▸ **Your assignment**
Transcribe the records verbatim, images excluded.

▸ **Stored records**
####

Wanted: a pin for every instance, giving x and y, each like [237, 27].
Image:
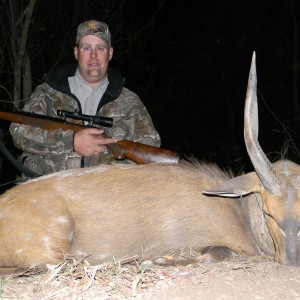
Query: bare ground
[239, 278]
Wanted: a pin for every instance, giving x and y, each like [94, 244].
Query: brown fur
[113, 212]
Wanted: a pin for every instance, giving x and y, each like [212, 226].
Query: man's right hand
[88, 142]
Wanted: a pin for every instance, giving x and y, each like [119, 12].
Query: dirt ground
[240, 278]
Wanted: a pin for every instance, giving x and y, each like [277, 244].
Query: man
[91, 88]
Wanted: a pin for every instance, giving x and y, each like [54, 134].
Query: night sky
[189, 63]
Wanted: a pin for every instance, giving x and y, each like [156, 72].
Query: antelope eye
[268, 214]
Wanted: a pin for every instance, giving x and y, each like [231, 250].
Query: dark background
[189, 63]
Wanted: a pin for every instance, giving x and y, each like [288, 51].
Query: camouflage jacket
[48, 151]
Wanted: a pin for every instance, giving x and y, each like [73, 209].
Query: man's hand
[88, 142]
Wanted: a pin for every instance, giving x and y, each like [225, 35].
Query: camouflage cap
[93, 27]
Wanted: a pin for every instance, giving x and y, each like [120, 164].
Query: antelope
[112, 212]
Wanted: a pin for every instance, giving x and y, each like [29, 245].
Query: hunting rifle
[137, 152]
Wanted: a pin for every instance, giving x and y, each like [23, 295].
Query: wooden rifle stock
[137, 152]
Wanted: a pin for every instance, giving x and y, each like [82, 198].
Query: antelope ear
[236, 187]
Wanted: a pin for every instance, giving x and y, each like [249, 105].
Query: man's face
[93, 56]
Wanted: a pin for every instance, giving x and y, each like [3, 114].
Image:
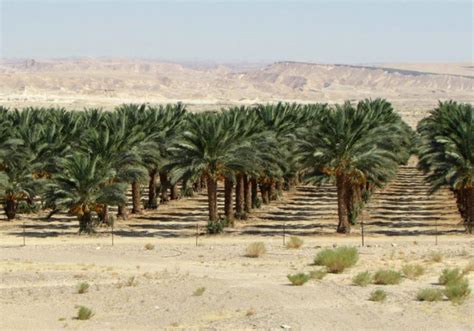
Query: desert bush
[199, 291]
[413, 271]
[149, 247]
[338, 259]
[457, 291]
[294, 242]
[468, 268]
[84, 313]
[362, 279]
[436, 257]
[378, 295]
[450, 276]
[387, 277]
[255, 249]
[82, 288]
[429, 294]
[298, 279]
[317, 274]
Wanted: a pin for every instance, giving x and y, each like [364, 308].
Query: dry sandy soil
[134, 289]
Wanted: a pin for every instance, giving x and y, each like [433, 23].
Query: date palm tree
[447, 153]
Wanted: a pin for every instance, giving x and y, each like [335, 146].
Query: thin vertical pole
[24, 234]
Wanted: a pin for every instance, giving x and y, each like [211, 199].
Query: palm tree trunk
[163, 187]
[254, 190]
[10, 208]
[247, 194]
[212, 199]
[264, 192]
[239, 196]
[344, 225]
[174, 192]
[136, 198]
[152, 199]
[122, 212]
[228, 203]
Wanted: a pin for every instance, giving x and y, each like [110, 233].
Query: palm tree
[206, 148]
[85, 182]
[447, 153]
[347, 145]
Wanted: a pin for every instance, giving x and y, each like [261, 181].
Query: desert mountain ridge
[101, 82]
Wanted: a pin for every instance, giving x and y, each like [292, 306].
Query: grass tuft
[429, 294]
[338, 259]
[362, 279]
[387, 277]
[255, 249]
[295, 242]
[378, 295]
[84, 313]
[413, 271]
[450, 276]
[82, 288]
[298, 279]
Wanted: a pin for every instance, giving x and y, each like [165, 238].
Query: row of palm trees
[84, 161]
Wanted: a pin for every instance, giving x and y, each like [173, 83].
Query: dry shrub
[294, 242]
[362, 279]
[255, 249]
[338, 259]
[387, 277]
[298, 279]
[413, 271]
[378, 295]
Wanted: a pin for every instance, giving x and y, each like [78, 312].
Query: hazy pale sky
[235, 31]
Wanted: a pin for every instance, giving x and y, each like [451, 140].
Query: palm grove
[83, 162]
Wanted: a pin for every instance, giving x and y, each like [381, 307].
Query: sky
[352, 32]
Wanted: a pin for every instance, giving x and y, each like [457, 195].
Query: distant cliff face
[104, 82]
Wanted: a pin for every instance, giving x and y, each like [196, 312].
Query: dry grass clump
[338, 259]
[255, 249]
[83, 288]
[298, 279]
[149, 247]
[449, 276]
[317, 274]
[378, 295]
[84, 313]
[429, 294]
[295, 242]
[199, 291]
[457, 292]
[362, 279]
[436, 257]
[387, 277]
[413, 271]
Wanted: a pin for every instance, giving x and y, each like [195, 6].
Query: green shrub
[387, 277]
[82, 288]
[449, 276]
[298, 279]
[378, 295]
[294, 242]
[429, 294]
[413, 271]
[458, 291]
[362, 279]
[338, 259]
[255, 249]
[317, 274]
[199, 291]
[84, 313]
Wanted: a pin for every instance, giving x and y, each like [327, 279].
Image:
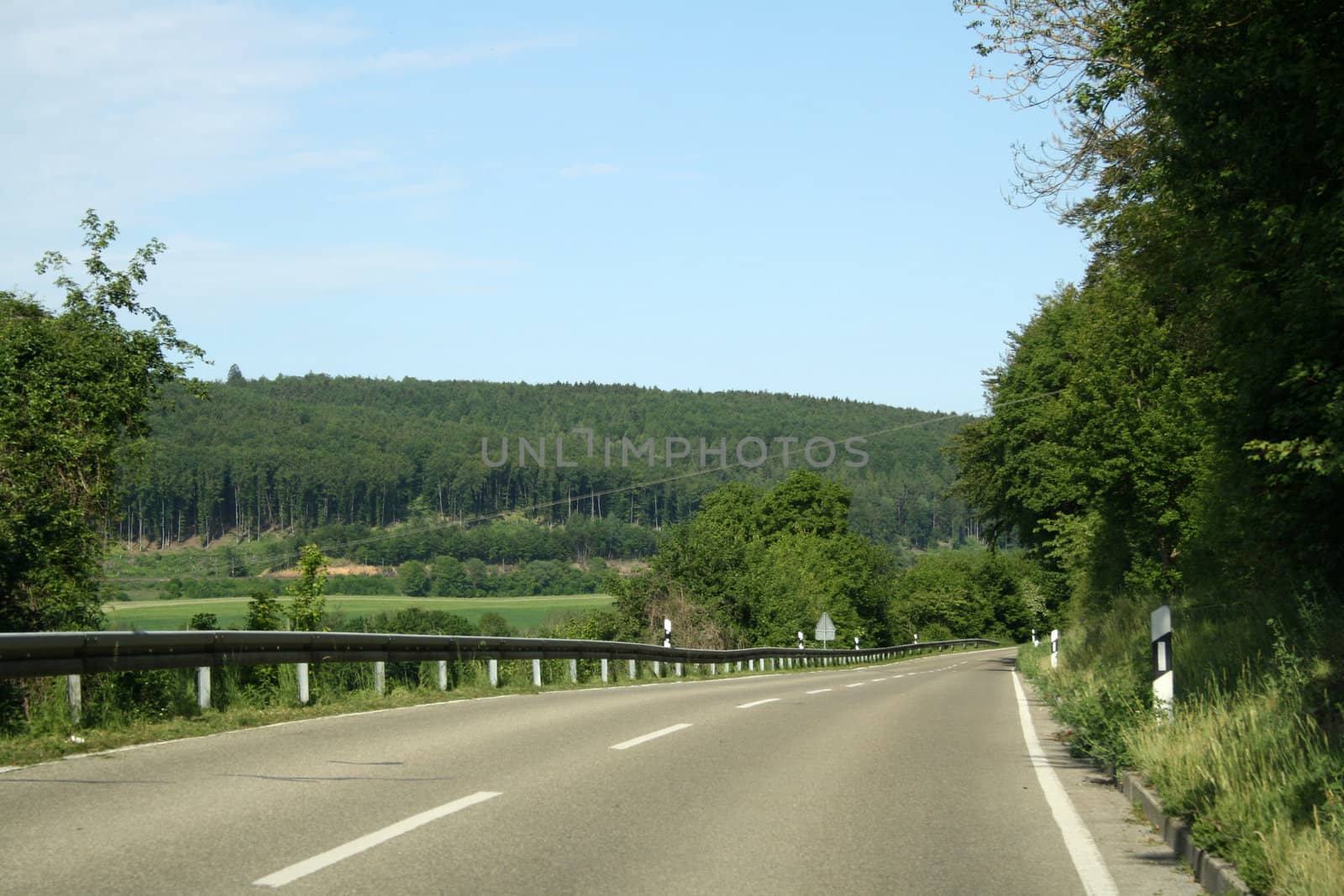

####

▸ **Your solution**
Wanted: a pin for every instance, giving x and y, each like [237, 27].
Image:
Query: bare ground
[239, 278]
Wanted: a pin for every instance, giving x and y, each like [94, 244].
Query: brown fur
[113, 212]
Wanted: a pin for every instance, giving x and y, each like [212, 226].
Query: man's right hand
[88, 142]
Wanted: a pin for every instance, giving x and y, each like [119, 12].
Query: dirt ground
[240, 278]
Wanted: a pin for every instance, giving x and y, each like [277, 244].
Query: man
[91, 88]
Wanted: a pin for every instance, giving x and y, each like [54, 134].
Query: night sky
[189, 63]
Wanted: a pin for every instance, giving x and y, each like [156, 72].
Query: antelope eye
[268, 214]
Wanted: a pin for every instance, giving x and y, each like [231, 250].
Query: dark background
[189, 63]
Wanted: a pin for every instance, giving x and y, each like [288, 51].
Query: camouflage jacket
[48, 151]
Wanted: a pin for every instance, giving x and y, each like [73, 209].
Query: man's hand
[88, 142]
Wanted: a pin for every instance, giving x and y, each like [225, 35].
Query: camouflage cap
[93, 27]
Wanted: a pin for every instance, giving x and y, each like [120, 164].
Query: antelope
[112, 212]
Wanted: a pin for every instance, giving x and y, each like [29, 245].
Query: hunting rifle
[137, 152]
Wanted: a pin for every instance, giving x and y, each like [23, 295].
Query: wooden rifle stock
[137, 152]
Wanted: a pin for every instance, giving x and y, each like [82, 198].
Query: antelope ear
[236, 187]
Wanted: a pin for every instance, giving x and y, each like [249, 105].
Query: man's face
[93, 56]
Wanted: a pin for every instance, giving x and y, each like [3, 114].
Image:
Query: desert bush
[199, 291]
[413, 271]
[149, 247]
[338, 259]
[457, 291]
[294, 242]
[468, 268]
[84, 313]
[362, 279]
[436, 257]
[378, 295]
[450, 276]
[387, 277]
[255, 249]
[82, 288]
[429, 294]
[298, 279]
[317, 274]
Wanted: a pin for every instance, giving x and y, each like [364, 308].
Query: dry sandy soil
[134, 289]
Wanted: a pin for every instance, giving x and y, each like [433, 23].
Query: date palm tree
[447, 153]
Wanted: a pin for every instance, giving x and y, each like [335, 146].
Query: thin vertical pole
[24, 234]
Wanted: a pin for every instance, giving x and y, each like [211, 199].
Query: palm tree trunk
[163, 187]
[254, 190]
[10, 208]
[247, 194]
[212, 199]
[264, 192]
[239, 196]
[344, 225]
[174, 192]
[136, 198]
[152, 199]
[122, 212]
[228, 203]
Wanted: a pin for every instance, giving x and y, each like [110, 233].
Query: palm tree
[206, 148]
[85, 182]
[447, 153]
[347, 145]
Wanted: a pin for every instance, giving x and y, each like [261, 181].
Query: desert mountain ridge
[101, 82]
Wanted: a pin for every instance, giving x and y, each like [292, 306].
Query: grass tuft
[429, 294]
[338, 259]
[362, 279]
[387, 277]
[255, 249]
[295, 242]
[378, 295]
[84, 313]
[413, 271]
[450, 276]
[82, 288]
[298, 279]
Wanted: a pin for every instance, giving x and y, each like [165, 238].
Query: row of palm trees
[84, 161]
Wanted: a pin for every instance, giving x and y, each like [173, 83].
Query: dry shrub
[294, 242]
[362, 279]
[255, 249]
[338, 259]
[387, 277]
[298, 279]
[413, 271]
[378, 295]
Wanted: a pin for every instance, giving x and y, each like [78, 312].
Query: hazy pale sky
[235, 31]
Wanted: a pin for every instance, giving x and y, each like [451, 140].
Query: palm grove
[83, 162]
Wanted: a pin for every instance, giving x and y, each like [381, 307].
Query: sky
[352, 32]
Wanted: a pin for every instance, giving x and y, each like [457, 195].
Query: distant cliff face
[104, 82]
Wanted: a pin for every instance, giving x and y, each like [196, 312].
Query: dry grass clump
[338, 259]
[255, 249]
[83, 288]
[298, 279]
[149, 247]
[449, 276]
[317, 274]
[378, 295]
[84, 313]
[429, 294]
[295, 242]
[199, 291]
[457, 292]
[362, 279]
[436, 257]
[387, 277]
[413, 271]
Wanted: a pin for every instance, giving x and y, each like [195, 6].
Query: green shrub
[387, 277]
[82, 288]
[449, 276]
[298, 279]
[378, 295]
[294, 242]
[429, 294]
[413, 271]
[458, 291]
[362, 279]
[338, 259]
[255, 249]
[317, 274]
[199, 291]
[84, 313]
Wanted: a pin for every instance, giving x and y, each like [327, 279].
Image:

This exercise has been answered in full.